»»

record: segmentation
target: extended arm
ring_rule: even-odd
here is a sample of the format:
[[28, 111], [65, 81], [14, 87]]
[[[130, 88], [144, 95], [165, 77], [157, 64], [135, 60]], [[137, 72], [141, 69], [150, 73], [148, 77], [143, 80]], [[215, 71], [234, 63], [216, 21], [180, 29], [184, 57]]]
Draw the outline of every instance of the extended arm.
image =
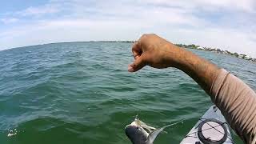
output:
[[134, 62], [128, 70], [146, 65], [176, 67], [190, 75], [209, 94], [226, 119], [246, 143], [256, 143], [256, 94], [240, 79], [193, 53], [155, 34], [143, 35], [132, 48]]

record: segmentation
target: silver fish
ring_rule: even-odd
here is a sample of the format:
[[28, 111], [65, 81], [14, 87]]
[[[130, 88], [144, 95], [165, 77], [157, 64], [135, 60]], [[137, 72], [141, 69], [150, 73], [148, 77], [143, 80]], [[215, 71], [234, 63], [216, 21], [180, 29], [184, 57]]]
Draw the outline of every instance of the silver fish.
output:
[[174, 126], [178, 122], [165, 126], [160, 129], [156, 129], [147, 126], [145, 122], [136, 118], [131, 124], [126, 126], [125, 131], [133, 144], [153, 144], [154, 139], [161, 131], [165, 128]]

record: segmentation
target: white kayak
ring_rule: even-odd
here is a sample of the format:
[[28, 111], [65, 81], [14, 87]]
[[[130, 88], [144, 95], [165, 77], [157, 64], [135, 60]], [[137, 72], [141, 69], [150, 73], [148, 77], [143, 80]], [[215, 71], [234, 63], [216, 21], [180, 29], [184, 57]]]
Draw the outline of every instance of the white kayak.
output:
[[190, 143], [234, 143], [229, 125], [216, 106], [210, 106], [181, 142]]

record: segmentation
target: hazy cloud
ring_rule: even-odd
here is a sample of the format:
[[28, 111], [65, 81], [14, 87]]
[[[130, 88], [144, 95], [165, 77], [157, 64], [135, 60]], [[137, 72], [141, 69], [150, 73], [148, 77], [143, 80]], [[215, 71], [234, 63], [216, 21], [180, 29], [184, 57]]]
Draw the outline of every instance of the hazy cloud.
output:
[[[253, 0], [51, 0], [0, 15], [0, 46], [89, 40], [134, 40], [155, 33], [256, 57]], [[8, 26], [8, 18], [17, 23]], [[19, 22], [22, 19], [22, 22]], [[33, 35], [33, 38], [31, 38]]]

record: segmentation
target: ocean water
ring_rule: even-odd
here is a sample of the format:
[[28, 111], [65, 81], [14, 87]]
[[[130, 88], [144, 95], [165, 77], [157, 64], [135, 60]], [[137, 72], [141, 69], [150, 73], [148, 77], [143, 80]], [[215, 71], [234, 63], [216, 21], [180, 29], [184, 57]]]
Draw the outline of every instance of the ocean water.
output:
[[[176, 69], [128, 73], [130, 47], [73, 42], [0, 51], [0, 143], [129, 144], [124, 127], [136, 114], [155, 127], [184, 118], [155, 141], [179, 143], [212, 105], [209, 96]], [[256, 63], [192, 51], [256, 90]]]

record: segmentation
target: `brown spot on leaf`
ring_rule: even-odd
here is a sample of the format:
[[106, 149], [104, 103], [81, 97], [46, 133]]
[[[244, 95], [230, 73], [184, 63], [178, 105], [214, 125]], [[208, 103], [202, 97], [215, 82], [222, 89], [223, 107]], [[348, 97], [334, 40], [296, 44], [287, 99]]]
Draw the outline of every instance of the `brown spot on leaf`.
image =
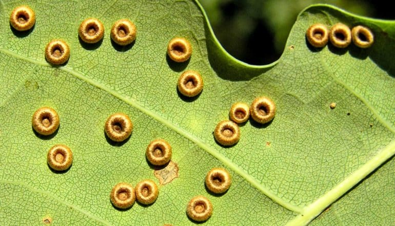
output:
[[165, 185], [179, 177], [179, 166], [177, 163], [170, 161], [165, 167], [154, 171], [153, 174], [159, 180], [161, 184]]

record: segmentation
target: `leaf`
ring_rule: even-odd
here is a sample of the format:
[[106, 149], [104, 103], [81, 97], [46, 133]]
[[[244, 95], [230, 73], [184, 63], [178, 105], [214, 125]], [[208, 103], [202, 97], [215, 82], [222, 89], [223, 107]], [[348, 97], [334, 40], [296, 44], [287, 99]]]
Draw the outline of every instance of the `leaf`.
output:
[[[22, 33], [10, 28], [8, 17], [20, 4], [1, 2], [2, 224], [193, 224], [186, 206], [198, 195], [214, 207], [207, 225], [304, 225], [326, 209], [313, 224], [391, 224], [395, 23], [312, 6], [299, 16], [281, 58], [259, 66], [225, 52], [194, 2], [26, 2], [36, 23]], [[79, 24], [88, 17], [101, 20], [106, 29], [103, 42], [93, 46], [78, 39]], [[123, 17], [137, 29], [135, 43], [124, 48], [112, 44], [108, 32]], [[368, 26], [375, 44], [321, 50], [306, 44], [311, 24], [338, 22]], [[175, 36], [193, 47], [186, 63], [166, 56]], [[45, 61], [45, 47], [55, 38], [70, 46], [64, 66]], [[186, 69], [203, 75], [197, 98], [176, 91]], [[219, 146], [212, 132], [227, 119], [231, 104], [262, 96], [275, 101], [274, 120], [263, 126], [250, 120], [241, 126], [236, 145]], [[43, 106], [55, 108], [61, 119], [49, 138], [31, 127], [33, 112]], [[129, 115], [134, 128], [116, 145], [106, 140], [103, 126], [118, 111]], [[145, 158], [148, 143], [158, 138], [171, 144], [179, 177], [160, 186], [152, 205], [115, 209], [109, 193], [116, 183], [149, 178], [159, 183]], [[74, 156], [63, 173], [46, 163], [48, 150], [57, 143], [67, 144]], [[205, 188], [206, 174], [214, 167], [228, 169], [232, 177], [223, 195]]]

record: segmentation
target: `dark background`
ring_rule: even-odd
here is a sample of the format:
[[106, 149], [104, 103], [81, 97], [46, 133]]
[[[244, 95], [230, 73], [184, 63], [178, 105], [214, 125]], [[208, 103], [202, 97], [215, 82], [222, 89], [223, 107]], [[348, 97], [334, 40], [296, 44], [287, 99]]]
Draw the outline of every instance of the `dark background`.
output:
[[245, 63], [272, 63], [281, 55], [298, 14], [330, 4], [360, 15], [395, 20], [391, 2], [357, 0], [200, 0], [221, 45]]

««

§ TASK DETAILS
Rewrite every item above, substituting "Trace" for each occurrence of "Draw" and keeping everything else unchanged. Leave the pictures out.

§ EXERCISE RESULT
record: segmentation
target: extended arm
ring_rule: even-odd
here is a sample of the format:
[[28, 111], [65, 81], [14, 87]]
[[[130, 88], [144, 95], [165, 77], [157, 64], [135, 60]], [[137, 72], [141, 69], [150, 73], [148, 77], [143, 80]], [[215, 71], [234, 63], [216, 21], [180, 29], [184, 57]]]
Trace the outline of every instance of the extended arm.
image =
output:
[[134, 62], [128, 70], [146, 65], [176, 67], [190, 75], [209, 94], [226, 119], [246, 143], [256, 143], [256, 94], [240, 79], [193, 53], [155, 34], [143, 35], [132, 48]]

record: segmentation
target: silver fish
ring_rule: even-odd
here is a sample of the format:
[[28, 111], [65, 81], [14, 87]]
[[[130, 88], [144, 95], [165, 77], [157, 64], [135, 60]], [[137, 72], [141, 69], [150, 73], [148, 77], [143, 80]], [[215, 71], [234, 63], [216, 21], [180, 29], [184, 57]]]
Trace the outline of every instance of the silver fish.
output:
[[174, 126], [178, 122], [165, 126], [160, 129], [156, 129], [147, 126], [145, 122], [136, 118], [131, 124], [126, 126], [125, 131], [133, 144], [153, 144], [154, 139], [161, 131], [165, 128]]

record: segmentation
target: white kayak
ring_rule: even-odd
here is a sample of the format:
[[28, 111], [65, 81], [14, 87]]
[[[130, 88], [144, 95], [165, 77], [157, 64], [135, 60]], [[137, 72], [141, 69], [150, 73], [148, 77], [143, 80]], [[215, 71], [234, 63], [216, 21], [180, 29], [184, 57]]]
Trace the outline of every instance of the white kayak.
output:
[[190, 143], [234, 143], [229, 125], [216, 106], [210, 106], [181, 142]]

record: segmentation
target: hazy cloud
ring_rule: even-odd
here is a sample of the format:
[[28, 111], [65, 81], [14, 87]]
[[[130, 88], [144, 95], [165, 77], [157, 64], [135, 60]], [[137, 72], [141, 69], [150, 73], [148, 77], [143, 80]], [[215, 71], [234, 63], [216, 21], [180, 29], [184, 57]]]
Trace the outline of every instance of the hazy cloud.
output:
[[[253, 0], [51, 0], [0, 15], [0, 46], [89, 40], [134, 40], [155, 33], [256, 57]], [[8, 26], [8, 18], [17, 23]], [[19, 22], [22, 19], [22, 22]], [[33, 35], [33, 38], [31, 38]]]

record: segmentation
target: ocean water
ring_rule: even-odd
here is a sample of the format:
[[28, 111], [65, 81], [14, 87]]
[[[130, 88], [144, 95], [165, 77], [157, 64], [135, 60]], [[137, 72], [141, 69], [150, 73], [148, 77], [143, 80]], [[215, 71], [234, 63], [216, 21], [180, 29], [184, 57]]]
Trace the outline of every instance of the ocean water.
output:
[[[176, 69], [128, 73], [130, 47], [73, 42], [0, 51], [0, 143], [129, 144], [124, 127], [136, 114], [155, 127], [184, 118], [155, 141], [179, 143], [212, 105], [209, 96]], [[256, 63], [192, 51], [256, 90]]]

record: segmentation
target: `brown spot on leaf`
ring_rule: even-odd
here is a sample of the format:
[[106, 149], [104, 103], [81, 97], [46, 133]]
[[[244, 95], [230, 73], [184, 63], [178, 105], [214, 125]], [[208, 103], [202, 97], [215, 82], [222, 89], [223, 107]], [[348, 97], [334, 40], [296, 44], [287, 99]]]
Trace the outline of every instance of the `brown spot on leaf`.
image =
output:
[[165, 185], [179, 177], [179, 166], [177, 163], [170, 161], [165, 167], [154, 171], [153, 174], [159, 180], [161, 184]]

record: segmentation
target: `leaf`
ring_rule: even-odd
here is a sample of the format:
[[106, 149], [104, 103], [81, 97], [46, 133]]
[[[244, 95], [230, 73], [184, 63], [178, 105], [214, 125]], [[208, 103], [202, 97], [215, 82], [222, 89], [223, 107]], [[348, 97], [334, 40], [296, 44], [287, 99]]]
Trace the outline of every instance of the `leaf`.
output:
[[[22, 33], [10, 28], [8, 17], [20, 4], [1, 2], [2, 224], [193, 224], [186, 206], [198, 195], [214, 207], [207, 225], [304, 225], [326, 209], [313, 224], [391, 224], [395, 23], [312, 6], [299, 16], [281, 58], [259, 66], [225, 52], [194, 2], [26, 2], [36, 23]], [[79, 24], [88, 17], [101, 20], [106, 29], [103, 42], [93, 46], [78, 39]], [[123, 17], [137, 29], [135, 43], [124, 48], [112, 44], [108, 32]], [[368, 26], [375, 44], [321, 50], [306, 44], [311, 24], [338, 22]], [[175, 36], [193, 47], [186, 63], [166, 56]], [[45, 61], [45, 47], [55, 38], [70, 46], [64, 66]], [[186, 69], [203, 75], [197, 98], [176, 91]], [[219, 146], [212, 132], [227, 119], [231, 104], [262, 96], [275, 101], [274, 120], [263, 126], [250, 120], [241, 126], [236, 145]], [[43, 106], [55, 108], [61, 119], [49, 138], [31, 127], [33, 112]], [[129, 115], [134, 128], [116, 145], [106, 140], [103, 126], [118, 111]], [[145, 158], [148, 143], [158, 138], [171, 144], [179, 177], [160, 186], [152, 205], [115, 209], [109, 193], [116, 183], [149, 178], [159, 183]], [[74, 156], [63, 173], [46, 163], [48, 150], [57, 143], [67, 144]], [[205, 188], [206, 174], [214, 167], [228, 169], [232, 177], [223, 195]]]

record: segmentation
target: `dark background`
ring_rule: even-odd
here is a sample of the format:
[[106, 149], [104, 103], [81, 97], [46, 133]]
[[[244, 95], [230, 73], [184, 63], [178, 105], [214, 125]], [[208, 103], [202, 97], [215, 82], [222, 89], [223, 107]], [[348, 97], [334, 40], [296, 44], [287, 99]]]
Trace the outline of every instance of the `dark background`.
output:
[[245, 63], [272, 63], [281, 55], [298, 14], [330, 4], [360, 15], [395, 20], [391, 2], [357, 0], [200, 0], [221, 45]]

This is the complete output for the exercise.